*About this task*:
Please give the lines below again exactly as they stand, from the one that contains "# indicate a dot on each instance of the man with" up to and including the one that contains "# indicate a dot on each instance of the cloudy", leaving all pictures out.

*Data*:
════════════════════
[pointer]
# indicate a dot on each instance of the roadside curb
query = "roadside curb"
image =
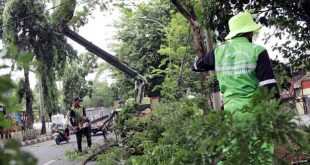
(35, 141)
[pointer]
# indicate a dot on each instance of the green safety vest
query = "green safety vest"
(78, 113)
(235, 64)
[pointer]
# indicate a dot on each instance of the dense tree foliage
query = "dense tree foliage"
(289, 21)
(141, 35)
(74, 79)
(102, 96)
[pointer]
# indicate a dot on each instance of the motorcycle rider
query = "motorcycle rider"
(78, 120)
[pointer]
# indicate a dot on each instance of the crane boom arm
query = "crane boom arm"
(140, 81)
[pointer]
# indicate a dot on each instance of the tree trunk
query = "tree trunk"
(216, 96)
(29, 99)
(199, 43)
(42, 105)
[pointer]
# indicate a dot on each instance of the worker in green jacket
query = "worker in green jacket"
(241, 67)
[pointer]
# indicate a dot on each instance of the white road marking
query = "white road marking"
(50, 162)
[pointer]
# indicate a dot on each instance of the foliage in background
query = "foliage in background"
(289, 20)
(178, 133)
(74, 79)
(10, 152)
(140, 33)
(102, 96)
(178, 53)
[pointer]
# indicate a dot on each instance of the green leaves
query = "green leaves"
(174, 133)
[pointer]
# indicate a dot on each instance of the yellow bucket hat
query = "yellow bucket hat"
(241, 23)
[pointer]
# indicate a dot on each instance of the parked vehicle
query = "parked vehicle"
(95, 113)
(61, 135)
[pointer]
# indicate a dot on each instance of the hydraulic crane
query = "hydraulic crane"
(140, 81)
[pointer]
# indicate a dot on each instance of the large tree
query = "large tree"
(29, 28)
(140, 34)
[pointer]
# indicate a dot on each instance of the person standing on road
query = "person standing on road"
(241, 68)
(80, 122)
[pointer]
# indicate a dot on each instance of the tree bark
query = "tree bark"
(42, 105)
(199, 44)
(29, 99)
(216, 96)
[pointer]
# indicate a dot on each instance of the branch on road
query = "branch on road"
(102, 149)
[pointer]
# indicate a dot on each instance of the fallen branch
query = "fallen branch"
(102, 149)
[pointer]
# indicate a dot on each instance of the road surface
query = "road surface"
(49, 153)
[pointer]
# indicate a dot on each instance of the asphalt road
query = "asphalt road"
(49, 153)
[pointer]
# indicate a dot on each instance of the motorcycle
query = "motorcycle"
(61, 135)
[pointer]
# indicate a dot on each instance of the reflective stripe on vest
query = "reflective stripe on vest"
(235, 64)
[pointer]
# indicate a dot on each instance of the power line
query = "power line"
(35, 14)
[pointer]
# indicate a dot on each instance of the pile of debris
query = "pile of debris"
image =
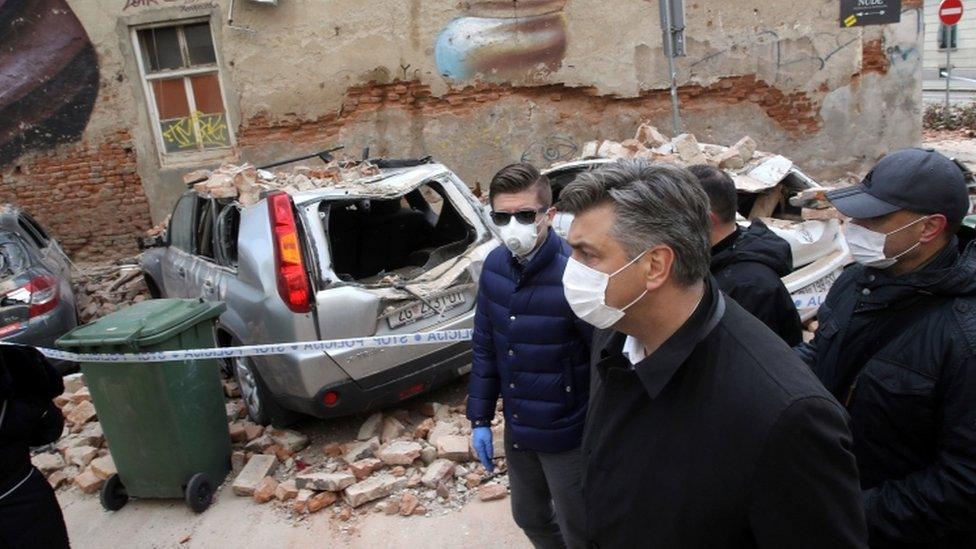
(80, 457)
(753, 171)
(411, 462)
(246, 184)
(101, 290)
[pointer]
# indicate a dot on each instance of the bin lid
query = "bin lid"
(143, 324)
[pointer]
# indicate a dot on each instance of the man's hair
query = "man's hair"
(720, 190)
(518, 177)
(654, 204)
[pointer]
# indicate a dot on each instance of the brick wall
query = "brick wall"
(796, 113)
(88, 196)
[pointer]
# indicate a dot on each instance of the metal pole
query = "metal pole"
(948, 65)
(672, 73)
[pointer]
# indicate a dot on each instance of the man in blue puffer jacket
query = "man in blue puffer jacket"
(532, 349)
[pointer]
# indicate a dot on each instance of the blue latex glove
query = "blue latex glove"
(481, 440)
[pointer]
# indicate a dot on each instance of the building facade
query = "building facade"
(114, 100)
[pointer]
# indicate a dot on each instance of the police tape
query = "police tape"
(405, 340)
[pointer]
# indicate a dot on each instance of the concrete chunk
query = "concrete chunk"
(333, 482)
(286, 490)
(362, 450)
(47, 462)
(688, 149)
(291, 441)
(81, 455)
(265, 490)
(104, 467)
(371, 427)
(650, 136)
(746, 148)
(88, 482)
(437, 472)
(454, 448)
(401, 452)
(392, 429)
(258, 467)
(374, 488)
(82, 413)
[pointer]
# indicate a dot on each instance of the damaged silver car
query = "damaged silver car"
(396, 251)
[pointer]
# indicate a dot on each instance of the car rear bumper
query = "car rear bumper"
(388, 387)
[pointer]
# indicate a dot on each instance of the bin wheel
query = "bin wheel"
(199, 493)
(113, 495)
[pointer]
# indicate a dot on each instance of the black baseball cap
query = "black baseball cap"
(918, 180)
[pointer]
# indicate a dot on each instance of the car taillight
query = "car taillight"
(40, 293)
(293, 285)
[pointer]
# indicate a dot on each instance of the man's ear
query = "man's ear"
(933, 227)
(657, 263)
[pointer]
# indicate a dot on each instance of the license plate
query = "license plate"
(813, 295)
(421, 311)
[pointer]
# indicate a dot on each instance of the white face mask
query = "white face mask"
(867, 246)
(586, 292)
(518, 238)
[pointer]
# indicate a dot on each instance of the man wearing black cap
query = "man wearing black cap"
(897, 346)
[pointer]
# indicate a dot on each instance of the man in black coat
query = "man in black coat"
(704, 430)
(897, 345)
(748, 263)
(29, 512)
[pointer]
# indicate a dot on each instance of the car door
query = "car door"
(179, 252)
(205, 276)
(49, 252)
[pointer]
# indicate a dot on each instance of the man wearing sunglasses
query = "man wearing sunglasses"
(532, 350)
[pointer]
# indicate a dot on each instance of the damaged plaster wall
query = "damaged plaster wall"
(534, 80)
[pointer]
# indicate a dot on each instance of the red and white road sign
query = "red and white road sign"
(950, 12)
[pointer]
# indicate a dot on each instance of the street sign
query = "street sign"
(858, 13)
(950, 12)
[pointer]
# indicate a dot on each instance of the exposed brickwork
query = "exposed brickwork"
(88, 196)
(874, 58)
(796, 113)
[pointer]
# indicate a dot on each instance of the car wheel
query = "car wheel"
(252, 390)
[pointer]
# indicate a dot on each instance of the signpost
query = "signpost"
(673, 29)
(950, 13)
(857, 13)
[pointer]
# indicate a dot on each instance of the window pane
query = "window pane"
(206, 93)
(199, 44)
(160, 49)
(175, 122)
(171, 98)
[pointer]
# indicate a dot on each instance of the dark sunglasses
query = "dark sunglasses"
(525, 217)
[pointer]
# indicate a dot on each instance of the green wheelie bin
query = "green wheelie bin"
(165, 422)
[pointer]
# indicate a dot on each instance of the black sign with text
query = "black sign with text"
(857, 13)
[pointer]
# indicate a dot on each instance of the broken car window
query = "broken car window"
(377, 241)
(181, 225)
(228, 224)
(204, 228)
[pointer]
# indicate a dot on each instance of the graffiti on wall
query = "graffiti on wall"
(500, 41)
(48, 81)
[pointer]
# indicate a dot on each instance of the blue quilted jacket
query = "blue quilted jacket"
(530, 348)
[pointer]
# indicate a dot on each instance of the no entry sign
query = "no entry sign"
(950, 12)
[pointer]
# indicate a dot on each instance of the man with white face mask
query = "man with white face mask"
(704, 430)
(530, 349)
(897, 345)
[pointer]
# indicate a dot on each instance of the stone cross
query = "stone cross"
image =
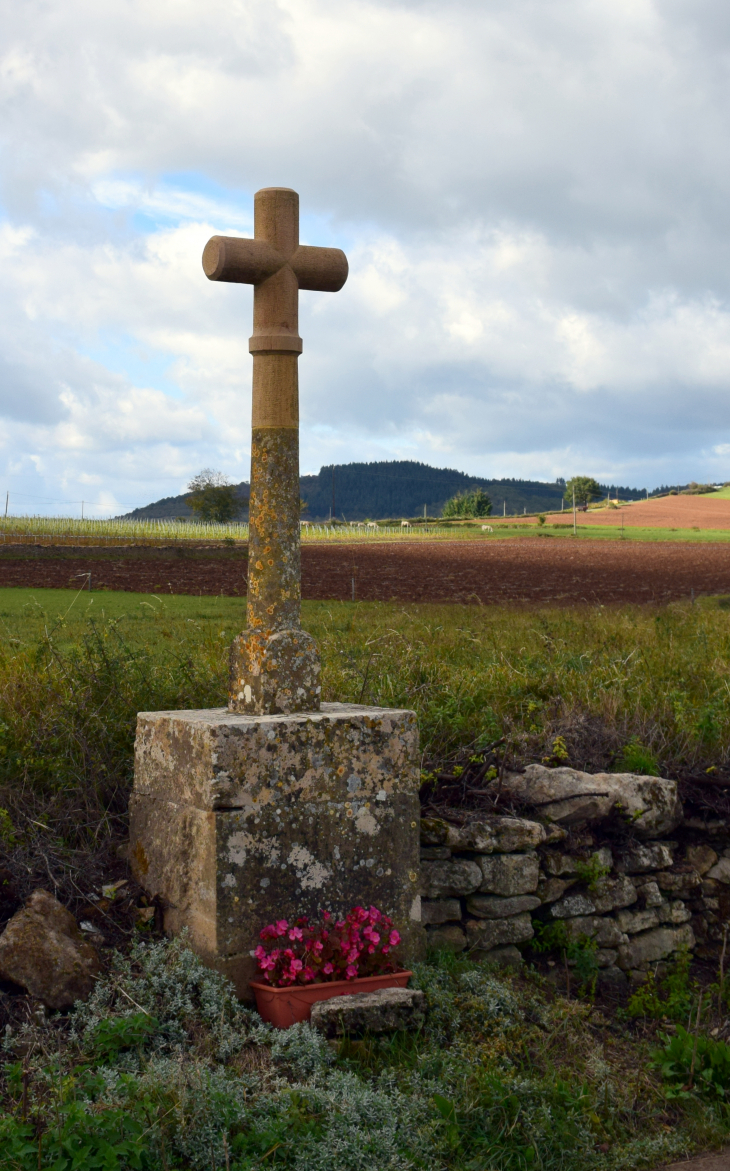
(274, 664)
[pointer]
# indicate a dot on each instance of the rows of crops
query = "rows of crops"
(73, 531)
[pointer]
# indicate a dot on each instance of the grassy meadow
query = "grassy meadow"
(76, 668)
(163, 1070)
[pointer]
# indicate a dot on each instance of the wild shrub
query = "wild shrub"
(694, 1063)
(670, 997)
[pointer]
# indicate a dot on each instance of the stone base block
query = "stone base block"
(239, 820)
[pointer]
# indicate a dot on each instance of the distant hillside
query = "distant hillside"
(404, 487)
(171, 507)
(397, 488)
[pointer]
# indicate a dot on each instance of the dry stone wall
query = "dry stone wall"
(611, 856)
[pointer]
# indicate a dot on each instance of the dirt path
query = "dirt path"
(717, 1162)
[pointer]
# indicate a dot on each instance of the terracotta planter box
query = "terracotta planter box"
(282, 1007)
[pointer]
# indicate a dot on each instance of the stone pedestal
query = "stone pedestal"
(238, 820)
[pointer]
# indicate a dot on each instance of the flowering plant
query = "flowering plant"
(304, 952)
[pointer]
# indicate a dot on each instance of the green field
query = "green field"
(75, 669)
(163, 1069)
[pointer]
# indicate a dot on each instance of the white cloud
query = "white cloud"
(533, 199)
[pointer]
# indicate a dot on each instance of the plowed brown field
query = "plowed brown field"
(666, 512)
(524, 569)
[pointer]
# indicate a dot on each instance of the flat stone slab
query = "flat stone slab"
(374, 1012)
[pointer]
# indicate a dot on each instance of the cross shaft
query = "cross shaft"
(274, 664)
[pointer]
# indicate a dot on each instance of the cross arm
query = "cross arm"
(321, 269)
(243, 261)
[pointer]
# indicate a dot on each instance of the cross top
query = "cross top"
(274, 665)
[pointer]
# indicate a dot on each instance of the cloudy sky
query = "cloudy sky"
(534, 199)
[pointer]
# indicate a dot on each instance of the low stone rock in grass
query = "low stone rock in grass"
(449, 880)
(640, 857)
(681, 883)
(613, 892)
(653, 945)
(498, 835)
(43, 951)
(384, 1011)
(553, 889)
(492, 906)
(572, 798)
(489, 933)
(502, 957)
(633, 922)
(509, 874)
(439, 910)
(701, 857)
(448, 937)
(720, 871)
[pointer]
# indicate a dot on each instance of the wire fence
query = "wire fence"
(73, 531)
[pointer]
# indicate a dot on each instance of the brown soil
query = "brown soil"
(717, 1162)
(525, 569)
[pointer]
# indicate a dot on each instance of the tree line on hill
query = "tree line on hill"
(377, 491)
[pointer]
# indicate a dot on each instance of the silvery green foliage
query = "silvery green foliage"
(367, 1125)
(300, 1050)
(168, 980)
(209, 1103)
(444, 1017)
(496, 1000)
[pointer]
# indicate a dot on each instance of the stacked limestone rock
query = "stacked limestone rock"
(594, 854)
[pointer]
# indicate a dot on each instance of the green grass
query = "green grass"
(613, 683)
(163, 1069)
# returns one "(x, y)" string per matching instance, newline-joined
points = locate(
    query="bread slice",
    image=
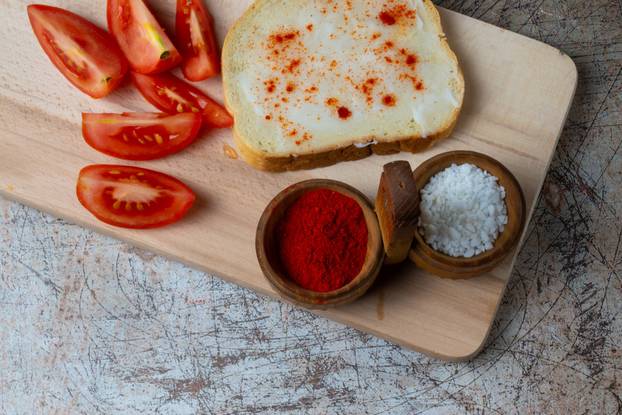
════════════════════
*Output for this exercise*:
# indicate a dot on each instance of the man with white face mask
query = "man with white face mask"
(704, 430)
(530, 349)
(897, 345)
[pointer]
# indicate a dot on each instance of the stone cross
query = "stone cross"
image =
(274, 664)
[pointer]
# indicate a dot on each instance of the rows of crops
query = "rows of crops"
(73, 531)
[pointer]
# indicate a dot on each instance of the grassy meadow
query = "grassy meadow"
(76, 668)
(163, 1070)
[pointer]
# indicate a dot on each instance of the wild shrub
query = "wild shrub"
(694, 1063)
(670, 997)
[pointer]
# indicate a dot on each instance of the stone base block
query = "stone base block"
(239, 820)
[pointer]
# indicate a dot on each instance of the distant hillside
query = "distant hillside"
(404, 487)
(171, 507)
(397, 488)
[pointer]
# indicate a dot on each instance of the dry stone wall
query = "dry stone wall"
(611, 856)
[pointer]
# indicate a dot on each instance of the dirt path
query = "dirt path"
(717, 1162)
[pointer]
# indicate a dot on each instance of the terracotta planter box
query = "terracotta planter box"
(282, 1007)
[pointer]
# indicate a dot on each instance of the stone pedestal
query = "stone pedestal"
(238, 820)
[pointer]
# indicate a dot on each instance of the flowering plant
query = "flowering plant"
(304, 952)
[pointer]
# indicate a dot on each instance of the green field
query = "green field"
(75, 669)
(163, 1069)
[pointer]
# indicate a dot on each instance of the white cloud
query = "white cloud"
(533, 199)
[pointer]
# indicate a dot on each instance of the plowed brown field
query = "plowed brown field"
(666, 512)
(524, 569)
[pointer]
# indicate a dot on each instance of the flat stone slab
query = "flat stone slab"
(374, 1012)
[pointer]
# indicate a dot on each instance of the cross shaft
query = "cross shaft"
(274, 664)
[pointer]
# indicate a dot on each instance of the cross arm
query = "cross arm"
(321, 269)
(243, 261)
[pointer]
# indicate a dot on each instance of the cross top
query = "cross top"
(274, 665)
[pointer]
# indicate a dot on each instance of the cloudy sky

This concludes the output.